Position annotation records:
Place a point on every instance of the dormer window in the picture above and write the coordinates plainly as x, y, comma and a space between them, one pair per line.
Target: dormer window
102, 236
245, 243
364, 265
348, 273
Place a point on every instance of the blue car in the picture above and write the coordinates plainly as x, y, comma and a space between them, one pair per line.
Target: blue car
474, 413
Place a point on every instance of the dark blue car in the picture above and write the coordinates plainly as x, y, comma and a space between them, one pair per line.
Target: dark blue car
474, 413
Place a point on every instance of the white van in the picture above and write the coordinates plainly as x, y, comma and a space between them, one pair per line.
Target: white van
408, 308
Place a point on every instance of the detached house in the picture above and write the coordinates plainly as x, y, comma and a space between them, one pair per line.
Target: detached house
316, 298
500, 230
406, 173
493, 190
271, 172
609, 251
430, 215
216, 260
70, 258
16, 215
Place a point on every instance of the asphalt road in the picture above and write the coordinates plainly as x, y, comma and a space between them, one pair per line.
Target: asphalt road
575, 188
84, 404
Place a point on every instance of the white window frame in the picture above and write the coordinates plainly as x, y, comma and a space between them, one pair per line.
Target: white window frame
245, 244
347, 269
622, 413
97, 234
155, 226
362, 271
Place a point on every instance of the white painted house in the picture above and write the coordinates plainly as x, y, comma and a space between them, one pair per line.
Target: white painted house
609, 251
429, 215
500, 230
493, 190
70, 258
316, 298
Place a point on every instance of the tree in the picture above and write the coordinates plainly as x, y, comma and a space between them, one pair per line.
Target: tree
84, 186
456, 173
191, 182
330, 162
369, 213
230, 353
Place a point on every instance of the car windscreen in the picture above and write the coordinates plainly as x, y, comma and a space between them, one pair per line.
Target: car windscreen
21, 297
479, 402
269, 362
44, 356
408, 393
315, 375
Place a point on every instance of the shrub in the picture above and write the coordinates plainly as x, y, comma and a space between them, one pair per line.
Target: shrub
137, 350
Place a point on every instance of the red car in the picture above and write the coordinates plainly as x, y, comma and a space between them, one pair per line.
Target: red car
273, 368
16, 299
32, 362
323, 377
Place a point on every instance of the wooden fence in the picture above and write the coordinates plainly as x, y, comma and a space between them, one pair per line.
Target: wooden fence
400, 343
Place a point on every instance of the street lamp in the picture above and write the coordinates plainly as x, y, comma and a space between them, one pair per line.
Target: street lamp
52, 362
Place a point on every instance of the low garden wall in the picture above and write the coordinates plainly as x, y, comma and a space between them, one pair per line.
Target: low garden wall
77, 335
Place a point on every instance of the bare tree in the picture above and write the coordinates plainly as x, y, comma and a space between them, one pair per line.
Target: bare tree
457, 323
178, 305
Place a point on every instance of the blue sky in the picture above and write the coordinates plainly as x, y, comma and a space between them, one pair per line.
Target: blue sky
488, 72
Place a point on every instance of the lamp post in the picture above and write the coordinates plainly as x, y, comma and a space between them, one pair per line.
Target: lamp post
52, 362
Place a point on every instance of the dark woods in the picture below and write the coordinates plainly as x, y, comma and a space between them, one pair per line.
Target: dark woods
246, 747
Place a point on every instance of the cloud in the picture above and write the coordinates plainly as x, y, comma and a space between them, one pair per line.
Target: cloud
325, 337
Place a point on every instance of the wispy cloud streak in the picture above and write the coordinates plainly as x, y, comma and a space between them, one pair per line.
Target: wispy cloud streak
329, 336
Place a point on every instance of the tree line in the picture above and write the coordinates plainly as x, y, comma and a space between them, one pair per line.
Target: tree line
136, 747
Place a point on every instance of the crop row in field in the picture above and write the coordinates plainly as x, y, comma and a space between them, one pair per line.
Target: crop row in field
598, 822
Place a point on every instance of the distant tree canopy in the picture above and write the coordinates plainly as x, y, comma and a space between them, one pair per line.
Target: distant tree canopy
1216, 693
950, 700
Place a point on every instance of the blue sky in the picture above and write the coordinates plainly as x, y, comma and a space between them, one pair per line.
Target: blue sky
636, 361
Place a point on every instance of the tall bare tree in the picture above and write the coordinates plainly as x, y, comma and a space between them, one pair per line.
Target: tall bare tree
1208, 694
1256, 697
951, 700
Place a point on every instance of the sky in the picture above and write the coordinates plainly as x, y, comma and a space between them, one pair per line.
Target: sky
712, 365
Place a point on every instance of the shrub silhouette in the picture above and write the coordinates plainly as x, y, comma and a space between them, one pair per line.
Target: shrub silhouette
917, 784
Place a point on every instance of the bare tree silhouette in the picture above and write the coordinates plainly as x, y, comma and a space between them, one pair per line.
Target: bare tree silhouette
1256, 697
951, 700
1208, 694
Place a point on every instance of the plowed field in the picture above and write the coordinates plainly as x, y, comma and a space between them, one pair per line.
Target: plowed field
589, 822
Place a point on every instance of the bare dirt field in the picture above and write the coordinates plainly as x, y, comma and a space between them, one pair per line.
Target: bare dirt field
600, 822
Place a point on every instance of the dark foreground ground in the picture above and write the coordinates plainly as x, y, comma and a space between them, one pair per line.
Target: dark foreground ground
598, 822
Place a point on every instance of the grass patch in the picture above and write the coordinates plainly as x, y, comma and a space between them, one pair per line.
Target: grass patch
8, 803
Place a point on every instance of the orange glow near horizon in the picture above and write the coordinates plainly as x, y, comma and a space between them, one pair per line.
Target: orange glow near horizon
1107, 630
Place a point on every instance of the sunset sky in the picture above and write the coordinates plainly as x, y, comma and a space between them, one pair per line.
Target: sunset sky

*TASK REQUIREMENTS*. Go through the listing and copy all of it exactly.

*THE OUTPUT*.
Place a point on every instance of the dormer window in the picture above and write the coordinates plainly as x, y, comma and a space between them, one pair per line.
Target: dormer window
102, 236
245, 243
364, 265
348, 273
Place a point on every instance of the blue car in the picture above and write the coordinates plainly as x, y, comma and a space between them, one pair per line.
Target: blue car
474, 413
Place a point on every instance of the dark blue car in the picture above and write the coordinates plainly as x, y, comma and a space between them, one pair per line.
Target: dark blue car
474, 413
Place a point on every instance of the white van in the picture above and write the coordinates plainly as x, y, comma and a space between them, one pair per line.
Target: white van
408, 308
Place a point on every instance of the detached house in the picture above and write the coordinates plainly as x, y, comma and a space between them, one pair per line.
Target: detached house
316, 298
500, 230
406, 173
493, 190
271, 172
609, 251
430, 215
216, 260
70, 258
16, 215
Place a point on every instance of the asphalt road in the picture above and write the coordinates plainly as x, y, comma and a space between them, one pair per line.
Target: asphalt road
575, 188
84, 404
Place a point on every instance of the white window frame in the picture above and write the coordinates plainly as x, y, comma and a space between them, one pair per line.
Target: white window frame
245, 244
347, 269
622, 413
97, 234
155, 226
362, 271
Place a point on every instance of the white painted house in the picture above and write the coordinates plainly as x, y, comma and a space between them, one pair per line.
Target: white painted house
609, 251
429, 215
500, 230
493, 190
70, 258
316, 298
Place a point on every instance of the tree in the picture above and write the coordinates plainly as x, y, comma and a space between them, one pair per line.
Target: tree
84, 186
456, 173
191, 182
330, 162
369, 213
230, 353
Place a point on every instance of the car windscreen in the picture above and write the coordinates plainly as x, y, comma and a space between them, one pair per line.
Target: car windscreen
21, 297
479, 402
269, 362
44, 356
408, 393
315, 375
Place a point on every instance of the shrub in the picture above and write the coordinates plainly as x, y, comma and a space between them, one pair per line.
Target: shrub
137, 350
Place a point on every instance of the red car in the picture above and write the coordinates plainly as x, y, comma and a space between them, one pair per line.
Target: red car
273, 368
16, 299
32, 362
323, 377
Place a point on every instance of the wooden fence in the picture above and write the coordinates plainly as x, y, comma and a space between them, one pair per line.
Target: wooden fence
400, 343
Place a point on every instance of the street lamp in the picture above and write the coordinates plainly as x, y, comma and a space between them, one pair per line.
Target: street lamp
52, 362
Place a point on every instance of the low garden wall in the picture above and write the coordinates plainly as x, y, comma and a space between them, one pair per line.
Target: low garden wall
77, 335
Place a point on every instance of the bare tree in the picture above and write the coordinates plainly as x, y, comma and a space between them, one pair per line.
Target: bare tree
457, 323
178, 305
Place a point on every instance of the blue sky in the picture above and write the coordinates plainly as x, y, comma and a space between them, one pair per line.
Target: blue sky
488, 72
Place a point on every instance of the lamp post in the picture above and write the coordinates plainly as x, y, comma and a space between them, one pair per line.
Target: lamp post
52, 362
Place a point on every instance of the dark woods in the picture below and write the coordinates plainly as x, y, comma and a space between them, one pair per line.
Target: dark woods
246, 747
Place a point on every instance of the cloud in the picture above and write the coordinates plainly as x, y, comma and a space between them, one pair per line.
Target: cloud
325, 337
Place a point on every instance of the wispy cloud streak in the picture above and write the coordinates plainly as x, y, comma and a space between them, one pair per line.
Target: wispy cloud streak
329, 336
Place a point on every instance of the tree line in the picture above and write the coordinates plainly as x, y, comma and a space between them, one pair per line.
Target: tree line
136, 747
Place a point on every instance of the crop row in field in the picture above and write the coordinates plainly as x, y, comma and a space between them, one pair per line.
Target: crop row in field
598, 822
Place a point on every instance of the distant tree canopy in the picture above and write the coordinates plainly as x, y, comma and a space between them, one pair per line.
Target: distant tree canopy
1216, 693
950, 700
Place a point on every instance of the blue sky in the picture above and write the coordinates plainly as x, y, comma and a space between them, one pair per line.
Target: blue sky
636, 361
Place a point on every instance of the tall bare tree in the picture above and write the coordinates plainly as x, y, comma and a space between them, one pair per line.
Target: tall bare tree
1208, 694
1256, 697
951, 700
Place a point on every instance of the sky in the picture above and write the coordinates plainly as x, y, comma and a space between them, one pair per line.
Target: sky
712, 365
Place a point on every instance of the shrub silhouette in the picture above and write the coordinates plainly as x, y, comma and a space between them, one pair per line.
Target: shrub silhouette
917, 784
Place a point on every instance of the bare tree silhouette in the picture above and write the coordinates plainly as x, y, comma and a space between them, one pair per line.
Target: bare tree silhouette
1256, 697
951, 700
1208, 694
Place a point on every instance of the plowed field in the picture above and write the coordinates plainly as x, y, comma and a space between them, one pair per line.
Target: plowed field
589, 822
Place a point on every instance of the bare dirt field in the picture above and write the coordinates plainly as x, y, comma and a space between them, one pair per line.
Target: bare dirt field
600, 822
Place a point on every instance of the dark foreground ground in the picture above and write the coordinates plainly as x, y, comma and a space between them, one pair per line.
Target: dark foreground ground
598, 822
Place a point on every instance of the grass patch in the picture above and write the coordinates plainly as x, y, comma and a space between them, one pair per line.
Target: grass patch
8, 803
Place a point on every instance of the orange glow near horizon in the picture above and write the coordinates plainly as x, y, comma and a space between them, one pair per line.
Target: orange glow near horizon
1107, 630
Place a point on every instance of the sunset sky in the picture above and write the coordinates plainly as x, y, comma and a space between them, one pair per line.
Target: sunset sky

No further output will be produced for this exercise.